§ TEXTO:
▶
El populismo demagógico lleva décadas
estimulando la ilusión del Estado del bienestar. Prevalece
allí un sistema mercantilista, en el que se enriquecen
funcionarios corruptos y esos que reciben prebendas desde
el poder.
De la mano de un creciente intervencionismo
estatal, han logrado una significativa concentración
del poder. Lo consiguieron con una deformación del
régimen impositivo, que centraliza recursos, quitar
autonomía a las provincias y ciudades, violando el
espíritu federal de la Constitución. El esquema político ha sido funcional a este presente.
◀
§ MATERIAL PROPORCIONADO:
▶
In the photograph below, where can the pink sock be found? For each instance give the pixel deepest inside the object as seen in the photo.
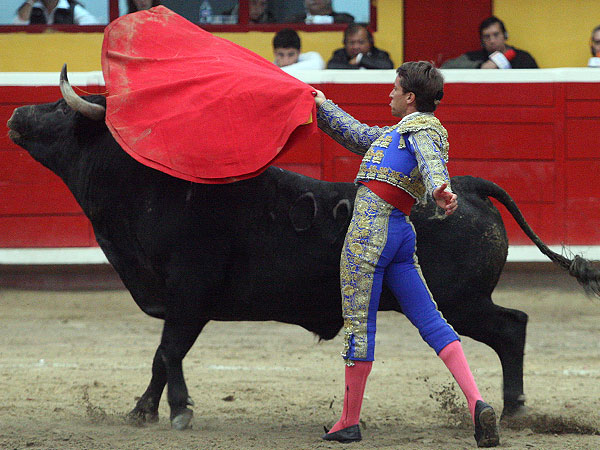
◀
§ ENUNCIADO:
Reproduce el texto completo, sin cambiar nada. Las líneas forman un material independiente del texto.

§ SOLUCIÓN:
El populismo demagógico lleva décadas
estimulando la ilusión del Estado del bienestar. Prevalece
allí un sistema mercantilista, en el que se enriquecen
funcionarios corruptos y esos que reciben prebendas desde
el poder.
De la mano de un creciente intervencionismo
estatal, han logrado una significativa concentración
del poder. Lo consiguieron con una deformación del
régimen impositivo, que centraliza recursos, quitar
autonomía a las provincias y ciudades, violando el
espíritu federal de la Constitución. El esquema político ha sido funcional a este presente.